**Problem requirements:**
Gather each line in the listing below that contains the string "white". Case counts, so match capitalization precisely.

[Collected data]
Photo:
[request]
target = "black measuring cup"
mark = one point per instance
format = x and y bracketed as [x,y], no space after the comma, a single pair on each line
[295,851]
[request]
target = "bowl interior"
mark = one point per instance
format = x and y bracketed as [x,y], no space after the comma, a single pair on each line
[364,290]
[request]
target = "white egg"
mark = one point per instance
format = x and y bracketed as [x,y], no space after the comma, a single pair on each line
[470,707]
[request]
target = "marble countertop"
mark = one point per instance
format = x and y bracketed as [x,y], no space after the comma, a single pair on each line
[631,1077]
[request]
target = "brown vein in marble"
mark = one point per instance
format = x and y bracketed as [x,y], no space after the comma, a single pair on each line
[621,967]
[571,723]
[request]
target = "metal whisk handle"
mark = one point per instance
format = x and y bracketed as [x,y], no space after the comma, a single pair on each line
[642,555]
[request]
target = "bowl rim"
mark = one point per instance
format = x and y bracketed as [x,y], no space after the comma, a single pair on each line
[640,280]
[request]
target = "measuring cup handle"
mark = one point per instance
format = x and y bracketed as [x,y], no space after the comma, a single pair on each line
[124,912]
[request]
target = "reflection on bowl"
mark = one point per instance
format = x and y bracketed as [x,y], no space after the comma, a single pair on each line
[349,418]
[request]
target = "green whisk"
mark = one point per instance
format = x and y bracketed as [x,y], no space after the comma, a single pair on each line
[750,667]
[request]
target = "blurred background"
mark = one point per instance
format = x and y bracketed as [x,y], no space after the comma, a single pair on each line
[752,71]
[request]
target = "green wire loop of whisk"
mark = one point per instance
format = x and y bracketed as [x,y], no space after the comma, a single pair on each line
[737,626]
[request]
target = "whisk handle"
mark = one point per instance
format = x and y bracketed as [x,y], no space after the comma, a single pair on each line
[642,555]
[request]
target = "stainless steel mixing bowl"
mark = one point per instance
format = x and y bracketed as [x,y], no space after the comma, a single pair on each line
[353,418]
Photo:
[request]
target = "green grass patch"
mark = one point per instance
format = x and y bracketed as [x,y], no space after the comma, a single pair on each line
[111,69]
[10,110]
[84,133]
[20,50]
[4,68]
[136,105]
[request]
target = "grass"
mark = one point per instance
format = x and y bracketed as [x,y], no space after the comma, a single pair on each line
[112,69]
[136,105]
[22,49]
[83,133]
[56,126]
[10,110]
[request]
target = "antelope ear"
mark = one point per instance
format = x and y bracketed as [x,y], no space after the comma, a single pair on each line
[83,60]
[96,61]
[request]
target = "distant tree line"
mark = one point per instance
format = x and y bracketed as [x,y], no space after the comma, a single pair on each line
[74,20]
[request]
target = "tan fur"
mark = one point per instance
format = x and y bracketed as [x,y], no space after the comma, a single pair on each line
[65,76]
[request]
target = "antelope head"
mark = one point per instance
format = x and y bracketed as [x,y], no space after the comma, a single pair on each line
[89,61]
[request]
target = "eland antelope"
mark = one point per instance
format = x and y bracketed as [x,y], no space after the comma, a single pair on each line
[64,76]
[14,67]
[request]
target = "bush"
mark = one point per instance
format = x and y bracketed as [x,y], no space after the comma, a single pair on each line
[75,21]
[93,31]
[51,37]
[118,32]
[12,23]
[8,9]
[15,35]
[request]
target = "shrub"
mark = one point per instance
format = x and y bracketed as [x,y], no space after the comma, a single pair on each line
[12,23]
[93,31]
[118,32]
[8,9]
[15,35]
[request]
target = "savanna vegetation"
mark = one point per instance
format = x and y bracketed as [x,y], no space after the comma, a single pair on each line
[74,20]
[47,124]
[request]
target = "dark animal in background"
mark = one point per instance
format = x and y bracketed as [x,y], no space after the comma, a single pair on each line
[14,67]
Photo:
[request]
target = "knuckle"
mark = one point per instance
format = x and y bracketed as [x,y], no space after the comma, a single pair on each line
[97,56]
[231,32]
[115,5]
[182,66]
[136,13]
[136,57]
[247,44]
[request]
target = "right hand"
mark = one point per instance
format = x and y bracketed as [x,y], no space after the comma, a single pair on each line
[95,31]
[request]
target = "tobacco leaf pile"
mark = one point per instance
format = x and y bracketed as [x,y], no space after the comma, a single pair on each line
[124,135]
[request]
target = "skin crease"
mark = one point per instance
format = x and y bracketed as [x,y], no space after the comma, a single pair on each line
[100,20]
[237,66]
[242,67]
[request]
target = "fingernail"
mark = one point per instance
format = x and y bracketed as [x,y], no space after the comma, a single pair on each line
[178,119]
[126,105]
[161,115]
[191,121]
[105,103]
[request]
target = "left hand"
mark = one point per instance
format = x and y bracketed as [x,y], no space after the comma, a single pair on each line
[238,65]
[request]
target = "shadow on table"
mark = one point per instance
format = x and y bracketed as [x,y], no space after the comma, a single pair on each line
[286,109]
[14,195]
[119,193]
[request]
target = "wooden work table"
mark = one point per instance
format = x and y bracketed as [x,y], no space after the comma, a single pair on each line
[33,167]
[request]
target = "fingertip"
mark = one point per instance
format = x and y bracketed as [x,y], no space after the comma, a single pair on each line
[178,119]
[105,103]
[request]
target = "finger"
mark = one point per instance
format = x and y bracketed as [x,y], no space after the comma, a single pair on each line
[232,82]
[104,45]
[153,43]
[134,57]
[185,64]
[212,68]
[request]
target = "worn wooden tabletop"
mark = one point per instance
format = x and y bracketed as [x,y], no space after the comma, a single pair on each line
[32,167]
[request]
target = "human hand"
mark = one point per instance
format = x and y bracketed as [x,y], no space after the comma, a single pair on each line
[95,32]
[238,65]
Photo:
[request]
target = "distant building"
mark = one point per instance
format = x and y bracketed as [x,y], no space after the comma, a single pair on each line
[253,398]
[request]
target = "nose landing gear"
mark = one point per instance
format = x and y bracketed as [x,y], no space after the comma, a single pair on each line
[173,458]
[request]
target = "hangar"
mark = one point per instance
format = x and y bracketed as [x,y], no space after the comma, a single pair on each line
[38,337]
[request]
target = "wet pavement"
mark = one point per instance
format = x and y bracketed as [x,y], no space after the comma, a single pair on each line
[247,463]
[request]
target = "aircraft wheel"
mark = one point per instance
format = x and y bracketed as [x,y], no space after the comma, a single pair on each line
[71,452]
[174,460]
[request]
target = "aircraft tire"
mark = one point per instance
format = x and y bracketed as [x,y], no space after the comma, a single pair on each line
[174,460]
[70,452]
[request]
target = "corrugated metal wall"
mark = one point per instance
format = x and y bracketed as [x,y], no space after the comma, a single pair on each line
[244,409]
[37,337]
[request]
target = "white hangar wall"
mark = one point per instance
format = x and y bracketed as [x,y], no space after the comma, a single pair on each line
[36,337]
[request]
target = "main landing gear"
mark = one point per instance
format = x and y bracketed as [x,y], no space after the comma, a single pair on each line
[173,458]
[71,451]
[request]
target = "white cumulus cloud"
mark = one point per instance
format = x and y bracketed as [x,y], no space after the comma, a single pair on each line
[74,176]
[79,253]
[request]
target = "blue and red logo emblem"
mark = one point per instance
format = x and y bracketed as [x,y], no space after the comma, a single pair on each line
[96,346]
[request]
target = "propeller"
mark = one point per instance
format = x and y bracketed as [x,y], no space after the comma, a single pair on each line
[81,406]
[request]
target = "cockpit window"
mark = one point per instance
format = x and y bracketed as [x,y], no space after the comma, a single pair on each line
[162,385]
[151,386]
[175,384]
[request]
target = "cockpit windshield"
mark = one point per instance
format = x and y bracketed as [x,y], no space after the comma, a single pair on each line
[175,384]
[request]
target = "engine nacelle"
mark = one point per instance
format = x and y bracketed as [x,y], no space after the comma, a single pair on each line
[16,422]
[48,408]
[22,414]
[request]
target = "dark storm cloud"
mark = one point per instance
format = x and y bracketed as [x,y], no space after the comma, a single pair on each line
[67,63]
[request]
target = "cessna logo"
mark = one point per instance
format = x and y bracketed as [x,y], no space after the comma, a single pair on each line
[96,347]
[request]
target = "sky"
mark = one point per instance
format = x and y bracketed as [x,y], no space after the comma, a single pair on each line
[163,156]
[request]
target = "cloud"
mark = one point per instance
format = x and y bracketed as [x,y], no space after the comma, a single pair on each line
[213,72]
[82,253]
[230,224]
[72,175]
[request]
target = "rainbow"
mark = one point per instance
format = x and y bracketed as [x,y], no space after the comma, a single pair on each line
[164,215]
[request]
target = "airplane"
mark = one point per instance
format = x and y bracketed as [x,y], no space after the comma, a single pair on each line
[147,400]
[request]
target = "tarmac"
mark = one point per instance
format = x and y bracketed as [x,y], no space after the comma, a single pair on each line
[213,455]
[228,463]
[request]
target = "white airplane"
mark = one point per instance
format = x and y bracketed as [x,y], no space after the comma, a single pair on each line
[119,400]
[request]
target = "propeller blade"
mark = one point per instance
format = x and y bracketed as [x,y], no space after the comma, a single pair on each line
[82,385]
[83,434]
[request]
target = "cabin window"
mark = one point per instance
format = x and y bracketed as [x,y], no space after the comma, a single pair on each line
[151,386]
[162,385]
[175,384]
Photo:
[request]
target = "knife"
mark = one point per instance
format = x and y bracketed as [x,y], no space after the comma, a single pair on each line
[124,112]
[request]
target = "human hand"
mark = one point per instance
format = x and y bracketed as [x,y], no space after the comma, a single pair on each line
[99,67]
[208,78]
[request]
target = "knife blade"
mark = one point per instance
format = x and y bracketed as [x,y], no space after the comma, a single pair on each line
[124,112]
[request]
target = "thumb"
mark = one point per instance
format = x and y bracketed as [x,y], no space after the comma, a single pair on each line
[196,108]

**Output of the task:**
target = "white egg"
target = "white hangar wall"
target = "white cumulus cloud"
target = "white airplane"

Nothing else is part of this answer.